**Records for this exercise**
==============================
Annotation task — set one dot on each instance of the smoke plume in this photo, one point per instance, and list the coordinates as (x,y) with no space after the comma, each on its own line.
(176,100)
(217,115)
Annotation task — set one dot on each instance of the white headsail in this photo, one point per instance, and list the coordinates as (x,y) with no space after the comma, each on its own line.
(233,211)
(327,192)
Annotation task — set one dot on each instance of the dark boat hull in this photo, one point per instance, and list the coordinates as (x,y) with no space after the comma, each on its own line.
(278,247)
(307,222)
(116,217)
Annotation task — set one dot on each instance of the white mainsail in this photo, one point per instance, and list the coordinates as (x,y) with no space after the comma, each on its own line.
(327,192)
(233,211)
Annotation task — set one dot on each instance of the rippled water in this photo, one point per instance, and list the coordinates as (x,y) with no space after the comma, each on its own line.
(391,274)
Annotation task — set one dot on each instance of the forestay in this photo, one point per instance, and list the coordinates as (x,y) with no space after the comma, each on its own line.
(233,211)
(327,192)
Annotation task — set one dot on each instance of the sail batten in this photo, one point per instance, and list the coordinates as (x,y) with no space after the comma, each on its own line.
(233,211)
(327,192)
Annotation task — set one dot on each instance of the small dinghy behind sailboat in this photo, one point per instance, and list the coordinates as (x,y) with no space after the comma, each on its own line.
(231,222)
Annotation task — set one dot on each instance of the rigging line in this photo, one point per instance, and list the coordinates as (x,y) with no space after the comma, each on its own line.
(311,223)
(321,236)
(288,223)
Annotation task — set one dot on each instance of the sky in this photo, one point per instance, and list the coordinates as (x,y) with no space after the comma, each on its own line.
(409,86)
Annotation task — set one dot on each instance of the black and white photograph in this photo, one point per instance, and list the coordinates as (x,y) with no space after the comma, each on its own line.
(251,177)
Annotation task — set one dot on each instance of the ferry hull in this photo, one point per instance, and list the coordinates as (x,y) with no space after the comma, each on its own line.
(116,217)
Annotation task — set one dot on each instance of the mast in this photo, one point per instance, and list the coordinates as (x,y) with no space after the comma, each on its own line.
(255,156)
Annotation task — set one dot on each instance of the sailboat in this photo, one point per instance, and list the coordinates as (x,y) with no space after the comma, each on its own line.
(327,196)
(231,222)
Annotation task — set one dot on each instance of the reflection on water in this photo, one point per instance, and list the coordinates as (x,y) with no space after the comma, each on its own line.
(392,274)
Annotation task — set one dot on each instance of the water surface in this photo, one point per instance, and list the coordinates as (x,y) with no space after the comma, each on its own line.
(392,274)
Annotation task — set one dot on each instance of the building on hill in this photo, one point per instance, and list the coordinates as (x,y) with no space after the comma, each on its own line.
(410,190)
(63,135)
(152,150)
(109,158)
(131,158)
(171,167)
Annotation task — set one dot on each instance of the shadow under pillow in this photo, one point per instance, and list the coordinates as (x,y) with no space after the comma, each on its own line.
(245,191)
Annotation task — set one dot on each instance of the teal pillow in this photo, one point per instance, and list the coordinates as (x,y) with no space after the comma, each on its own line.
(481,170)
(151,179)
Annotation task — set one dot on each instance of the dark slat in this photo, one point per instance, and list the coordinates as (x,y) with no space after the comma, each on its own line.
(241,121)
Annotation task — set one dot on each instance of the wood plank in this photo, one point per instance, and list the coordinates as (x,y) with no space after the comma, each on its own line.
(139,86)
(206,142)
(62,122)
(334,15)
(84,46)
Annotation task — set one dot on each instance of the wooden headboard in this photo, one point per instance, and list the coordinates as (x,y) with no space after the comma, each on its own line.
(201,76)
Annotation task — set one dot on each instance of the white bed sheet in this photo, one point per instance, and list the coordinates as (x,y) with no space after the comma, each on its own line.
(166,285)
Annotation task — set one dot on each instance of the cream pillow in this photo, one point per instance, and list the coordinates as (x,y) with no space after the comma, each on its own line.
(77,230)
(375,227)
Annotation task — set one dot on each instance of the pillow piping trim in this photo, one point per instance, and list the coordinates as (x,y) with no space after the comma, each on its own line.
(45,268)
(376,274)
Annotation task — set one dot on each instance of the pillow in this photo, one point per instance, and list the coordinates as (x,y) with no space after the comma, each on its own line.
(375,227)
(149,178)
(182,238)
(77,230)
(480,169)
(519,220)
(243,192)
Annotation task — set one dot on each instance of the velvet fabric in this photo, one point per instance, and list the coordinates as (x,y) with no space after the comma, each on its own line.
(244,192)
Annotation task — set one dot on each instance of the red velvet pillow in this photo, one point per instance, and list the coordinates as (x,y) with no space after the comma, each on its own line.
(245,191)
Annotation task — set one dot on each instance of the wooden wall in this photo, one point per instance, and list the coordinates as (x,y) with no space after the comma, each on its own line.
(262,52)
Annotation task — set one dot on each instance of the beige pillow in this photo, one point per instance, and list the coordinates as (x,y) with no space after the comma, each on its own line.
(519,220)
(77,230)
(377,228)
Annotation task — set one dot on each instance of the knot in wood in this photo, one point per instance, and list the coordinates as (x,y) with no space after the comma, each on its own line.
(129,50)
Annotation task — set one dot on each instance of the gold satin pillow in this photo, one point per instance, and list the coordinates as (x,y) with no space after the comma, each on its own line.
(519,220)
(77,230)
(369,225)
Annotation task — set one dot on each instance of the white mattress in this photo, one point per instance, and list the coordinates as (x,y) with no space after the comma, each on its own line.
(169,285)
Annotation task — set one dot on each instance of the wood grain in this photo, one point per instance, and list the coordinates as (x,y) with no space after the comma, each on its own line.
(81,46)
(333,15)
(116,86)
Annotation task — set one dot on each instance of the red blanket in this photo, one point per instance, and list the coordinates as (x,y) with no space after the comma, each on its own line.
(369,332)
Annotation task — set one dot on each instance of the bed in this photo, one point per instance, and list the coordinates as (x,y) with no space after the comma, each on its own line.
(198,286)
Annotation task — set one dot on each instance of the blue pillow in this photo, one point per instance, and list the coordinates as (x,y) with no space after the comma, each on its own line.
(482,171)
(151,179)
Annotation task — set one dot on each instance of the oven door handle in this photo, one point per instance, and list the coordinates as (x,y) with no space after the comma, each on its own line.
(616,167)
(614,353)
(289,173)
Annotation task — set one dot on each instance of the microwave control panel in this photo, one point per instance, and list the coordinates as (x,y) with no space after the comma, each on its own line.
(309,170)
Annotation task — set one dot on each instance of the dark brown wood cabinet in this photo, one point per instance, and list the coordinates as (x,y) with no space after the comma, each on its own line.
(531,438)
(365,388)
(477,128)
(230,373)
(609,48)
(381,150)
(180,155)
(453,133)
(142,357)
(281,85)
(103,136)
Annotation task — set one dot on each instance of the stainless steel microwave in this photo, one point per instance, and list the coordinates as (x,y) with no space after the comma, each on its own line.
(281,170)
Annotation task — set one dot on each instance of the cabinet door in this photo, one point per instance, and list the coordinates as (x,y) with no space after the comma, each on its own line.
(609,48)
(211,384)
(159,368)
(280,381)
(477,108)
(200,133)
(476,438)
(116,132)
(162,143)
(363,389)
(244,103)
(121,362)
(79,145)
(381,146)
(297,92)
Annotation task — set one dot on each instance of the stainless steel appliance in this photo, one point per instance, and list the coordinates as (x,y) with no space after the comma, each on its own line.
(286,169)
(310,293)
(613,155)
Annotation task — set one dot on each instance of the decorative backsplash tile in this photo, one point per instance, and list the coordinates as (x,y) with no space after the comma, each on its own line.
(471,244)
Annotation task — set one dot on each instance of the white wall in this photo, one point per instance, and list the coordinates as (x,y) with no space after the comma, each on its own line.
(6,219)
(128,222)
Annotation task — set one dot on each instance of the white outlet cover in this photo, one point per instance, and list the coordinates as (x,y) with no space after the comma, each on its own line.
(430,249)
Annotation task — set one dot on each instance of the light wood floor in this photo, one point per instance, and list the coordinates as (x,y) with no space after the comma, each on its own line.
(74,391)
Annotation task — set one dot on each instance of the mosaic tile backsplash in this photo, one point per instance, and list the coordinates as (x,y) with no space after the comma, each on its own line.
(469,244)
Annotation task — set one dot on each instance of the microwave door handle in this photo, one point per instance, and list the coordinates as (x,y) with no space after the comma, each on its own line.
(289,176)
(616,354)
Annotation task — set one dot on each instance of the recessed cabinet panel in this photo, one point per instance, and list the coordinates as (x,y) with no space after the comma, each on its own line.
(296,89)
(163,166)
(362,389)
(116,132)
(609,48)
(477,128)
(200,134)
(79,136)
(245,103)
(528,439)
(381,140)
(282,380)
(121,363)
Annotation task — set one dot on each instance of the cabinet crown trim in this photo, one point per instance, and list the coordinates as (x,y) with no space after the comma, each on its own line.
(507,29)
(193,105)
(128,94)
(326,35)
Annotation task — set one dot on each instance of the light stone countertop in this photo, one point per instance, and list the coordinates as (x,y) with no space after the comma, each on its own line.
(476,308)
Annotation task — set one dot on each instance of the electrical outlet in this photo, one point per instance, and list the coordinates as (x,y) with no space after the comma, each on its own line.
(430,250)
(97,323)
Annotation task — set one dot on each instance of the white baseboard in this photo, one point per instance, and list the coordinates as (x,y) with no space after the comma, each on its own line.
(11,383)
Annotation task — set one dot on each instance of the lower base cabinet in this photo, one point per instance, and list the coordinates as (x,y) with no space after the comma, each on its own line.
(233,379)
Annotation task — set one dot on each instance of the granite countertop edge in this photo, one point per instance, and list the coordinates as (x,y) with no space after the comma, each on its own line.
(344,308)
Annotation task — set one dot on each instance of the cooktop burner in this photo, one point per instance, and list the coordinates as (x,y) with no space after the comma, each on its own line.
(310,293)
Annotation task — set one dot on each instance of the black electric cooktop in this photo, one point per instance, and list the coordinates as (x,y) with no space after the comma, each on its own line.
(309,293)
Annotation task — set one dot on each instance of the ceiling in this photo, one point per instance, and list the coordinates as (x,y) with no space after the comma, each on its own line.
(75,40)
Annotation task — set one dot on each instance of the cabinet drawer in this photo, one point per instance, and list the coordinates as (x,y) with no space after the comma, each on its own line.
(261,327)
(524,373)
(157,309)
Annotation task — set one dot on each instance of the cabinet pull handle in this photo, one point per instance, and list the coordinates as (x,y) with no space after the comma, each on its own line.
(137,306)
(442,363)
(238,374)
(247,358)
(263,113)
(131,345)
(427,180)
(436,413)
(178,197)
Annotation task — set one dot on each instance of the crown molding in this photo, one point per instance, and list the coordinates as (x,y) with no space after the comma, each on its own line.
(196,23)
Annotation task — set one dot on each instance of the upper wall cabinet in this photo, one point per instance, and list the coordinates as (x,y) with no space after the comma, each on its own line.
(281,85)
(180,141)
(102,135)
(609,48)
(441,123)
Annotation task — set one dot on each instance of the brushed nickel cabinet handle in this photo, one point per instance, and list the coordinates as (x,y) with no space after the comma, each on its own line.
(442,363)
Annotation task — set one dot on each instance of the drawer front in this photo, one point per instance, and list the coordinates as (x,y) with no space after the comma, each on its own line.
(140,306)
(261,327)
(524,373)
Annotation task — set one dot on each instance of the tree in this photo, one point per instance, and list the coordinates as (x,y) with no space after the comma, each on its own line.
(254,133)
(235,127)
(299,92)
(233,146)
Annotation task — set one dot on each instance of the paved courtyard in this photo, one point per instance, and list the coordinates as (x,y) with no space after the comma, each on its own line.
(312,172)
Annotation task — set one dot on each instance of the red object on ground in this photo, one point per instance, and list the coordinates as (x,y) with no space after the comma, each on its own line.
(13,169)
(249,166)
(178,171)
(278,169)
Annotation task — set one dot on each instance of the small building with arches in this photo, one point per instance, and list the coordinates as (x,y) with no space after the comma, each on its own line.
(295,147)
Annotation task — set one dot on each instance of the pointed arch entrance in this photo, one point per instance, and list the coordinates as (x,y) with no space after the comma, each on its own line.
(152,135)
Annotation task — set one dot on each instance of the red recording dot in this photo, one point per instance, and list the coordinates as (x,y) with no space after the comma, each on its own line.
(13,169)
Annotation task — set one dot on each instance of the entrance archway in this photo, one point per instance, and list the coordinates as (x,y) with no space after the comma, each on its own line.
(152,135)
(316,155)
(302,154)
==============================
**Work instructions**
Find "the small building" in the data above, then repeat that line and all lines after it exactly, ending with the final line.

**Correct output**
Annotation task — set one dot on each instance of the small building with arches in this photo, one point per instance, and list the coordinates as (x,y) with no space after the comma, each on its own line.
(295,147)
Annotation task — set one dot on each instance of the pointed arch entrance in this photo, one point per instance, and list the coordinates as (x,y) with no space after the comma, each on its own line.
(152,135)
Annotation task — set one dot on each instance of the red recording dot in this photo, one point per instance, and list the coordinates as (x,y) with no space after the comma, each on its own line.
(13,169)
Annotation task — set one dot on each instance of the entrance archway in this photo, one point per instance, and list the coordinates as (x,y) with no space after the comma, each on its own line.
(152,135)
(316,155)
(302,154)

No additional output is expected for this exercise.